## Task instructions
Return all entries precisely as they stand, without the images.

## Dataset entries
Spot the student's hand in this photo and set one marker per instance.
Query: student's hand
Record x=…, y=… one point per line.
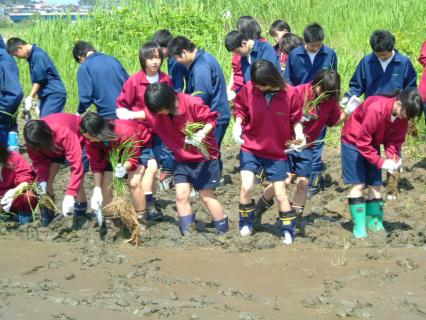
x=67, y=204
x=28, y=103
x=237, y=130
x=390, y=166
x=125, y=114
x=120, y=170
x=97, y=199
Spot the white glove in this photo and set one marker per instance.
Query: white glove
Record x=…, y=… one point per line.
x=6, y=201
x=125, y=114
x=67, y=204
x=390, y=166
x=120, y=170
x=96, y=201
x=352, y=104
x=43, y=187
x=237, y=130
x=28, y=103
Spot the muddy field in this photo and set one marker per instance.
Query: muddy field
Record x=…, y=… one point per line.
x=76, y=270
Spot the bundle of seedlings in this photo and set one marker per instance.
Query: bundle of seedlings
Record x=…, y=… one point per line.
x=120, y=206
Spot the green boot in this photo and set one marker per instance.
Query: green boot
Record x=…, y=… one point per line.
x=374, y=209
x=357, y=208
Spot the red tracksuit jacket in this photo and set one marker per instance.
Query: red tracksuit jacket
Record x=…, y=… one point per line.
x=67, y=136
x=267, y=128
x=370, y=126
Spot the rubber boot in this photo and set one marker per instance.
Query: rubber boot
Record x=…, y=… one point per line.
x=187, y=224
x=357, y=208
x=288, y=226
x=374, y=212
x=262, y=205
x=246, y=218
x=47, y=216
x=25, y=217
x=221, y=226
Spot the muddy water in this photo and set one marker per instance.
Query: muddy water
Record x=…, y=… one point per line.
x=75, y=270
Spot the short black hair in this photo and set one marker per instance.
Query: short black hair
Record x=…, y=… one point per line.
x=160, y=96
x=234, y=40
x=96, y=126
x=13, y=44
x=290, y=41
x=162, y=37
x=249, y=27
x=81, y=48
x=264, y=73
x=382, y=40
x=148, y=51
x=279, y=25
x=329, y=81
x=178, y=44
x=313, y=33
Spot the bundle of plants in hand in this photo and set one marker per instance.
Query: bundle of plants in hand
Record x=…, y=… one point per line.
x=121, y=207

## Reply
Spot the student's hand in this photo and set one marker per instance.
Query: student's hand
Record x=…, y=… one point per line.
x=67, y=204
x=28, y=103
x=237, y=130
x=390, y=166
x=125, y=114
x=120, y=170
x=97, y=199
Spot the white glove in this photo and set one marker per instance.
Query: white glove
Record x=…, y=… one point per line.
x=6, y=201
x=125, y=114
x=67, y=204
x=390, y=166
x=120, y=170
x=96, y=201
x=352, y=104
x=43, y=187
x=237, y=130
x=28, y=103
Spot the muddy field in this photo and set one marker per instance.
Query: muddy field
Record x=…, y=… one point per line.
x=76, y=270
Spot the bundle of seedlings in this photo and set one marker per instance.
Query: bundle of seedlings
Record x=…, y=… one point per line.
x=120, y=206
Spot the green boot in this photo and set one marker per instance.
Query: green boot
Record x=…, y=… one point per line.
x=374, y=209
x=357, y=208
Spot the red tracksuit jacket in this photo and set one marker per instance.
Query: red tracksuit jacket
Record x=…, y=… one point per line.
x=67, y=136
x=267, y=128
x=370, y=126
Spot the rubber boot in this photo and set one marker per instance.
Query: rubber boot
Record x=…, y=… one point per line.
x=187, y=224
x=357, y=208
x=288, y=226
x=374, y=212
x=262, y=205
x=246, y=218
x=47, y=216
x=25, y=217
x=221, y=226
Spot the muddy water in this photo and set one marker per instance.
Query: muddy water
Record x=…, y=… one point per line.
x=75, y=270
Spot the short black hair in this photo and set one marker per instance.
Query: short black hair
Record x=…, y=… one point per line.
x=160, y=96
x=234, y=40
x=96, y=126
x=13, y=44
x=290, y=41
x=162, y=37
x=249, y=27
x=81, y=48
x=264, y=73
x=382, y=40
x=148, y=51
x=279, y=25
x=329, y=81
x=178, y=44
x=313, y=33
Spot the bundle of plants in hand in this photo and set one marker per instance.
Query: bundle of plants in hand
Record x=…, y=… one point per line.
x=121, y=207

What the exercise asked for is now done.